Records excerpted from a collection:

━━━━

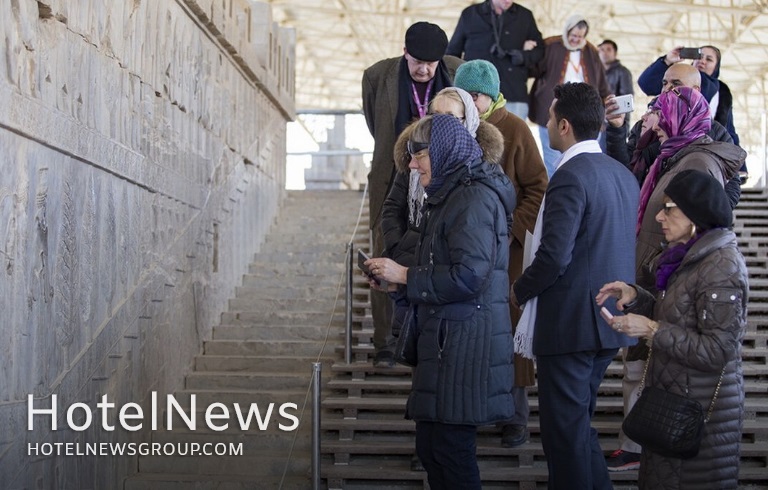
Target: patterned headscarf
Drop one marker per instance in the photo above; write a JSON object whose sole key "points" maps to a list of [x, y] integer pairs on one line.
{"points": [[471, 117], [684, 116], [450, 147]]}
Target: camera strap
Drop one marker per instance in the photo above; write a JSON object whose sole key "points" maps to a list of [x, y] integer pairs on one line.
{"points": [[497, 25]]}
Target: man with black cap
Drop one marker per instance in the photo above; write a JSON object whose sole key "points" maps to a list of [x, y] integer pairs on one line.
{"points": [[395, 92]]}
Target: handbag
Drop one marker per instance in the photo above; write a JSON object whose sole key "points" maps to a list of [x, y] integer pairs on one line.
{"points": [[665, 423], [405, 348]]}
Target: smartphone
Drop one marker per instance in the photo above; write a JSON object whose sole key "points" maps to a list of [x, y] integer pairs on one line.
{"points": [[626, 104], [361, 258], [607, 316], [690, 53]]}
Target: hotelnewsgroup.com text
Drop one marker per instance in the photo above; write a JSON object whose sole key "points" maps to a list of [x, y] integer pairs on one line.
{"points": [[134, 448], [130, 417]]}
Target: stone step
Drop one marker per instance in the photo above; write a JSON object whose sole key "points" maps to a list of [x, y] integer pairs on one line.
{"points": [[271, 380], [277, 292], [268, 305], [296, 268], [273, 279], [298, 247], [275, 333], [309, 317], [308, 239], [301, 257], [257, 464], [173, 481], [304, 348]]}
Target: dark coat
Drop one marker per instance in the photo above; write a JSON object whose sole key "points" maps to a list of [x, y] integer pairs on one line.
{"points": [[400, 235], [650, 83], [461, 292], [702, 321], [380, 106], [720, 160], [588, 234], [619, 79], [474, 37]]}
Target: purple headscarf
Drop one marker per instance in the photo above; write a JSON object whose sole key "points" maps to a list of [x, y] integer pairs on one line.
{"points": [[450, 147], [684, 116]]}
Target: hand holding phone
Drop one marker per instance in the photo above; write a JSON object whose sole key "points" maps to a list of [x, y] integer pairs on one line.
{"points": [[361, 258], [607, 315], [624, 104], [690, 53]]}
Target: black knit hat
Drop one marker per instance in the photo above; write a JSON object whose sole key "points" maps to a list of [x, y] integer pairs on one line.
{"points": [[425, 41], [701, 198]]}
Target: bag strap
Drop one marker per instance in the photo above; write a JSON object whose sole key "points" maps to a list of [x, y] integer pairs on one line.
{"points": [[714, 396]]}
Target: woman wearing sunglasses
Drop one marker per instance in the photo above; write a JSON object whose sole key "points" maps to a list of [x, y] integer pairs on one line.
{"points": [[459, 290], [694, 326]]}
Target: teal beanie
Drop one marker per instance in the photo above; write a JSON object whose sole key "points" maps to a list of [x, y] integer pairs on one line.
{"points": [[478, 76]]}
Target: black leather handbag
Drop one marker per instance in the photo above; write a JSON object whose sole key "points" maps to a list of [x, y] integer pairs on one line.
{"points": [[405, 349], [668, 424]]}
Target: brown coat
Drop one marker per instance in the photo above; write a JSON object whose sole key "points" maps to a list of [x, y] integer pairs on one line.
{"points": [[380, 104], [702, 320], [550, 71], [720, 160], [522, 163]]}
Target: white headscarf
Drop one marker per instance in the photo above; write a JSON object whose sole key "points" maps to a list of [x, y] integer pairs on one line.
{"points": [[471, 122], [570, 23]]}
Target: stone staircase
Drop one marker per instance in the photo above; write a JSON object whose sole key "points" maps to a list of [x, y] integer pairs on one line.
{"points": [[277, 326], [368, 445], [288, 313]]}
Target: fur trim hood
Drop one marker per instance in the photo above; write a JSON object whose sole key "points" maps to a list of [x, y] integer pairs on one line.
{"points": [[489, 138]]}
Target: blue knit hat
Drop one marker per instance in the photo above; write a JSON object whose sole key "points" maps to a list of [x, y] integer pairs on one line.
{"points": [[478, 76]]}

━━━━

**ASSIGNED TASK**
Read the entries and show each line that mentions "knit".

**OUTPUT OF THE EXERCISE**
Target: black knit hat
Target: blue knit hat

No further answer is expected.